─── EXTRACT PROVIDED ───

Most of its statistical properties such as moments, stochastic ordering and entropies were obtained by Ghitany et al. (2008). Recently, Karuppusamy et al. (2017) introduced the ISDL density

$$\begin{aligned} f({x;\lambda }) = \frac{{{\lambda ^3}}}{{{\lambda ^2} + 2\lambda + 2}}{\left( {1 + x} \right) ^2}\exp \left( { - \lambda x} \right) ,\quad x > 0, \end{aligned}$$
(1)

where \(\lambda >0\) is the shape parameter. The cdf corresponding to (1) is

$$\begin{aligned} F\left( {x;\lambda } \right) = 1 - \left[ {1 + \frac{{{\lambda ^2}{x^2} + 2\left( {{\lambda ^2} + \lambda } \right) x}}{{{\lambda ^2} + 2\lambda + 2}}} \right] \exp \left( { - \lambda x} \right) ,\quad x \ge 0. \end{aligned}$$

The ISDL density can be expressed as a mixture of the \(\text {Gamma}(1,\lambda )\), \(\text {Gamma}(2,\lambda )\) and \(\text {Gamma}(3,\lambda )\) densities. So, Eq. (1) can be rewritten as follows

$$\begin{aligned} f( {x;\lambda }) = {p_1}{f_1}( x) + {p_2}{f_2}( x) + {p_3}{f_3}( x), \end{aligned}$$
(2)

where

$$\begin{aligned} {p_1} = \frac{{{\lambda ^2}}}{{{\lambda ^2} + 2\lambda + 2}},\quad {p_2} = \frac{{2\lambda }}{{{\lambda ^2} + 2\lambda + 2}},\quad {p_3} = \frac{2}{{{\lambda ^2} + 2\lambda + 2}}, \end{aligned}$$
(3)

and

$$\begin{aligned} {f_1}( x) = \lambda \exp ( { - \lambda x} ),\quad {f_2}( x) = {\lambda ^2}x\exp ( { - \lambda x} ),\quad {f_3}( x ) = {{{\lambda ^3}{x^2}\exp ( { - \lambda x})} / 2}. \end{aligned}$$
(4)

Substituting (3) and (4) in (2), we find the ISDL density (1). Some statistical properties of the ISDL distribution can be easily obtained from those of the Gamma distribution. Here, we introduce a new distribution on the unit-interval by taking the ISDL distribution as the baseline model.

───

=== WRITTEN REQUEST 1 ===
Copy the dataset records below word for word, omitting the pictures.

─── INFORMATION GIVEN ───

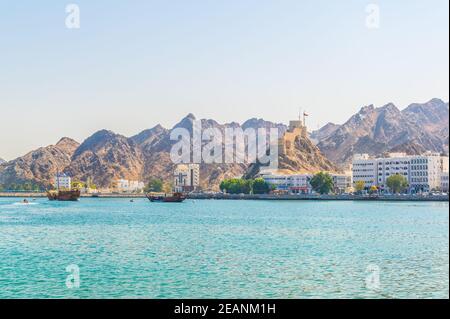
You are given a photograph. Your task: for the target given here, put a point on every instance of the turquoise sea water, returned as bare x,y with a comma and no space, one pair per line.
224,249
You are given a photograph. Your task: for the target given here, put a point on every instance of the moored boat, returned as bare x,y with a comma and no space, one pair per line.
64,196
165,198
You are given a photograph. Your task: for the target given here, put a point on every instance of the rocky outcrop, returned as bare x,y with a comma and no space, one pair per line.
106,157
39,166
379,130
323,133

───

=== WRITTEN REQUEST 2 ===
Extend the passage on the ISDL distribution from its final sentence onward.

=== FINAL ANSWER 1 ===
You are given a photograph. Your task: for the target given here, put a point on every instance of the turquoise sea water, returned as bare x,y with a comma and no space, one pair per line.
224,249
You are given a photograph. Your task: for the target given here, put a point on every instance of the moored boat, returned as bare x,y with a comma and no space, one pair per line.
64,196
165,198
You are given a photograph. Your task: for the target given here, put a point on every instance of the rocky outcrop, returned as bare x,y with a comma and no space, one pair per line.
106,157
39,166
379,130
323,133

=== FINAL ANSWER 2 ===
Proposition 1

Let X be a random variable with pdf (1) and define the random variable \(Y = {X / {( {X + 1})}}\). Then, the pdf of Y is

$$\begin{aligned} f({y;\lambda })=\frac{{{\lambda ^3}{{( {1 - y})}^{ - 2}}}}{{{\lambda ^2} + 2\lambda + 2}}{\left( {1 + \frac{y}{{1 - y}}} \right) ^2}\exp \left( { - \frac{{y\lambda }}{{1 - y}}} \right) ,\quad 0<y < 1, \end{aligned}$$
(5)

where \(\lambda >0\) is the shape parameter. Hereafter, the random variable Y having density (5) is denoted by \(Y\sim \text {unit-ISDL}(\lambda )\).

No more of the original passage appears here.